What this task involves: Rewrite all of the records with "vertices" changed to "corner points" wherever it occurs, keeping everything else the same. Leave out the pictures.

* * * *

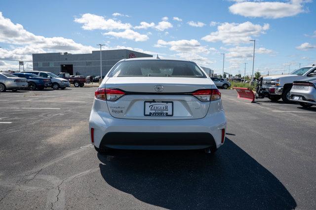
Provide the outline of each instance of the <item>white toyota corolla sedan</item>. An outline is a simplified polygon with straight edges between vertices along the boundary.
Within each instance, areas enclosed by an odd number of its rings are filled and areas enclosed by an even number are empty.
[[[224,143],[221,93],[195,63],[124,59],[95,93],[89,127],[97,151],[205,149]]]

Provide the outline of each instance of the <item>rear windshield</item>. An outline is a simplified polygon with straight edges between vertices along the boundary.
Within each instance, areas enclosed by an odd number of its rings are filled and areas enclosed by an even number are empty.
[[[114,67],[110,77],[201,77],[206,76],[194,63],[169,60],[126,61]]]
[[[4,75],[4,76],[6,76],[7,77],[18,77],[18,76],[16,76],[16,75],[13,75],[13,74],[11,74],[10,73],[2,73],[2,75]]]

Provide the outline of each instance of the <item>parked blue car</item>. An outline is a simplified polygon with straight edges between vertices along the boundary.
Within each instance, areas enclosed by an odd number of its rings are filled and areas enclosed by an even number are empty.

* * * *

Response to this exercise:
Provide the outline of each instance of the <item>white toyota corolla sedan</item>. An outline is a simplified polygon with straight edges between corner points along the boundary.
Within each instance, areas enclosed by an odd number of its rings are filled and areas enclosed by an even number are empty.
[[[224,143],[221,93],[195,63],[124,59],[95,93],[89,127],[97,151],[205,149]]]

Provide the outline of each instance of the <item>rear windshield</item>. An outline is a simplified polygon with straight edges between corner points along the boundary.
Within each instance, areas enclosed by an odd number of its rings are filled and areas enclosed by an even number are empty.
[[[114,67],[110,77],[201,77],[206,76],[194,63],[169,60],[126,61]]]
[[[4,75],[4,76],[6,76],[7,77],[18,77],[18,76],[16,76],[16,75],[13,75],[13,74],[11,74],[10,73],[2,73],[2,75]]]

Provide the outline of each instance of the <item>parked blue car</item>. An outline is a simplified polygon with straight edges between corner points along the boundary.
Within each instance, areas enclosed by an odd number of its rings are filled and areas enclosed by an even number are empty.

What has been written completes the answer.